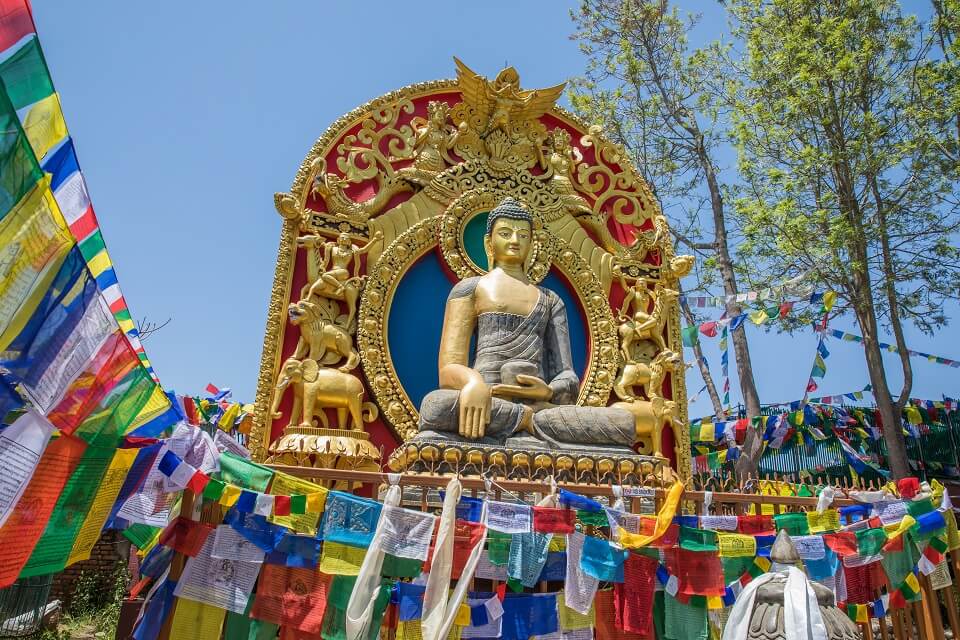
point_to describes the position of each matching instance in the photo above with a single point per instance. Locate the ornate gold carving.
(584, 467)
(500, 141)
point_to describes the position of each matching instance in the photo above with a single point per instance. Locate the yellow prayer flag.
(229, 416)
(735, 545)
(36, 240)
(316, 501)
(340, 559)
(230, 495)
(896, 530)
(664, 519)
(707, 432)
(912, 582)
(44, 125)
(862, 613)
(194, 620)
(557, 543)
(571, 620)
(829, 520)
(829, 299)
(463, 616)
(286, 485)
(102, 503)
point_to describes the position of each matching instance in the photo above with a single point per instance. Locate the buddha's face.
(509, 241)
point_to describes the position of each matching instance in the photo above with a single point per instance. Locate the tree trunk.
(752, 446)
(704, 369)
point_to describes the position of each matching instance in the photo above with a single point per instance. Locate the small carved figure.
(316, 388)
(432, 145)
(649, 377)
(649, 326)
(320, 339)
(336, 282)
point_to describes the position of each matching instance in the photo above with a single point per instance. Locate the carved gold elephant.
(650, 419)
(317, 388)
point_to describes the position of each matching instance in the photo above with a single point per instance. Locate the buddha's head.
(509, 235)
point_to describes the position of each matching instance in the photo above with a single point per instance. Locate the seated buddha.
(521, 388)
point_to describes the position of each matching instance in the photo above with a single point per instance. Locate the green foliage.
(841, 153)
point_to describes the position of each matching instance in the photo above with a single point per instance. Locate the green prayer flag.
(25, 75)
(698, 539)
(395, 567)
(117, 410)
(140, 535)
(52, 550)
(594, 518)
(498, 547)
(92, 245)
(19, 170)
(870, 541)
(298, 504)
(244, 473)
(794, 523)
(683, 621)
(213, 490)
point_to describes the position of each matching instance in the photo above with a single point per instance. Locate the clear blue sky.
(188, 116)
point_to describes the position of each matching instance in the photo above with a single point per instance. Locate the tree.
(656, 97)
(844, 169)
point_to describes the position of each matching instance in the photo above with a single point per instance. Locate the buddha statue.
(520, 389)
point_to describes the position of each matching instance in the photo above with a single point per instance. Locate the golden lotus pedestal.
(583, 467)
(325, 449)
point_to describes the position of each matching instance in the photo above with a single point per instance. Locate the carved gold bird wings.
(488, 100)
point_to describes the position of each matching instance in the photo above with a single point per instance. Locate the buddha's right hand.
(474, 409)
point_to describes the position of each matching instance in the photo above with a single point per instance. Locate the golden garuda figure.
(475, 224)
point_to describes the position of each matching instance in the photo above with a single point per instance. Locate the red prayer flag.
(756, 525)
(291, 596)
(908, 487)
(843, 543)
(23, 528)
(198, 482)
(699, 572)
(15, 22)
(549, 520)
(633, 599)
(185, 536)
(606, 628)
(281, 505)
(466, 537)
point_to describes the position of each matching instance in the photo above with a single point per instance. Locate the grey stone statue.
(520, 388)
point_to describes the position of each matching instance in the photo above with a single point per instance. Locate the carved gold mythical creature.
(335, 282)
(320, 339)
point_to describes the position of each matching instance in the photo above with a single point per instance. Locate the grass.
(94, 608)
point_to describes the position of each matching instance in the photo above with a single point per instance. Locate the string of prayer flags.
(891, 348)
(550, 520)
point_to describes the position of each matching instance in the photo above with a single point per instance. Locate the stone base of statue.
(515, 460)
(325, 449)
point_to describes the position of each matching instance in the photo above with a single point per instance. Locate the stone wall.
(110, 554)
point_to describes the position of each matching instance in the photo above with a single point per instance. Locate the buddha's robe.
(540, 343)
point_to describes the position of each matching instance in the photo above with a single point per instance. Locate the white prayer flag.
(407, 533)
(507, 517)
(21, 446)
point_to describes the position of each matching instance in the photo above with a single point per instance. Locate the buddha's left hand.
(529, 388)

********************

*ASSIGNMENT*. Every entry above should be written out again verbatim, with no pictures included.

*RESPONSE AREA*.
point_to describes the position of each matching instance in the photo above with a single point per instance. Locate the ornate gold carving.
(584, 467)
(500, 141)
point_to describes the position of each matching instance in the photo above with a single point per instance. Locate the yellow prayer flag.
(229, 416)
(735, 545)
(36, 240)
(316, 501)
(340, 559)
(230, 495)
(896, 530)
(664, 519)
(707, 432)
(912, 582)
(44, 125)
(862, 613)
(194, 620)
(557, 543)
(571, 620)
(829, 520)
(829, 299)
(463, 616)
(286, 485)
(102, 503)
point_to describes the position of each matching instance in the photo above with a single point per instance. Locate the buddha's face.
(509, 241)
point_to describes the position of each matching instance in the photo above with a single point per instance. Locate the tree trunk.
(752, 446)
(704, 369)
point_to describes the position of each matching instance in the photo above with a single point per instance. Locate the small carved figure.
(316, 388)
(432, 145)
(649, 377)
(649, 326)
(320, 339)
(336, 282)
point_to describes the position of each matching instance in the photo above with a single point per instance. Locate the carved gold elephant.
(650, 419)
(317, 388)
point_to describes the position of each matching instance in the photo above with a single point per instance. Locate the buddha's head.
(509, 235)
point_to describes the position of each matching instance in the photo above with a single point per instance. Locate the seated buddha.
(521, 388)
point_to describes the position of each matching instance in the photo above with a single point per instance. Locate the green foliage.
(841, 153)
point_to describes the position of each matching instance in the photo above with a single point per instance. Locate the green prayer flag.
(25, 75)
(698, 539)
(395, 567)
(117, 410)
(140, 535)
(52, 550)
(594, 518)
(498, 547)
(92, 245)
(19, 170)
(870, 541)
(298, 504)
(244, 473)
(794, 523)
(683, 621)
(213, 490)
point_to describes the position of each matching instance in the photo above with a single point per instance. Locate the clear blue sky.
(188, 116)
point_to describes the position of each matching instance in the photo above with a single point per instance. Locate the tree.
(656, 97)
(844, 169)
point_to describes the position of each matching instance in the photo above with a single point per instance. Locate the buddha statue.
(520, 389)
point_to describes the position of each matching instance in the photo above with a single point per instance. Locate the golden lotus pedestal.
(583, 467)
(325, 449)
point_to describes the position of each matching instance in the photo above with a single point per instance. Locate the carved gold bird wings.
(488, 100)
point_to describes the position of each matching instance in the photo above with a single point per instance. Locate the buddha's right hand.
(474, 409)
point_to describes the position of each matching instance in the photo above with a single point per instance. Locate the golden garuda figure.
(475, 224)
point_to describes the position of each matching instance in the photo above with a single point per instance. Locate the red prayer flag.
(756, 525)
(291, 596)
(908, 487)
(843, 543)
(23, 528)
(198, 482)
(699, 572)
(15, 22)
(549, 520)
(633, 599)
(185, 536)
(606, 628)
(281, 505)
(466, 537)
point_to describes the position of each matching instance in the photo above with a single point per instance. Locate the grey stone statue.
(520, 388)
point_to describes the position of each matching instance in the photo above with a single point per instance. Locate the carved gold mythical creature.
(335, 282)
(320, 339)
point_to describes the position of each matching instance in the photo above with a single point per instance. Locate the grass.
(94, 608)
point_to describes the position of each matching instance in the photo above with a single point per instance. Locate the string of prayer flags.
(891, 348)
(550, 520)
point_to describes the position of each matching instance in the photo above with a single point per instance. Locate the stone base of statue.
(515, 460)
(325, 449)
point_to describes the position of each matching instance in the photo above with a single point per instance. Locate the stone wall.
(110, 554)
point_to describes the position of each matching instance in the photo above with a single point per instance. Locate the buddha's robe.
(540, 343)
point_to describes the position of each matching instance in the photo above with a single point per instance. Locate the white prayer flag.
(407, 533)
(507, 517)
(21, 446)
point_to describes the position of each matching instance in the photo above with a single point per instance. Locate the buddha's left hand.
(529, 388)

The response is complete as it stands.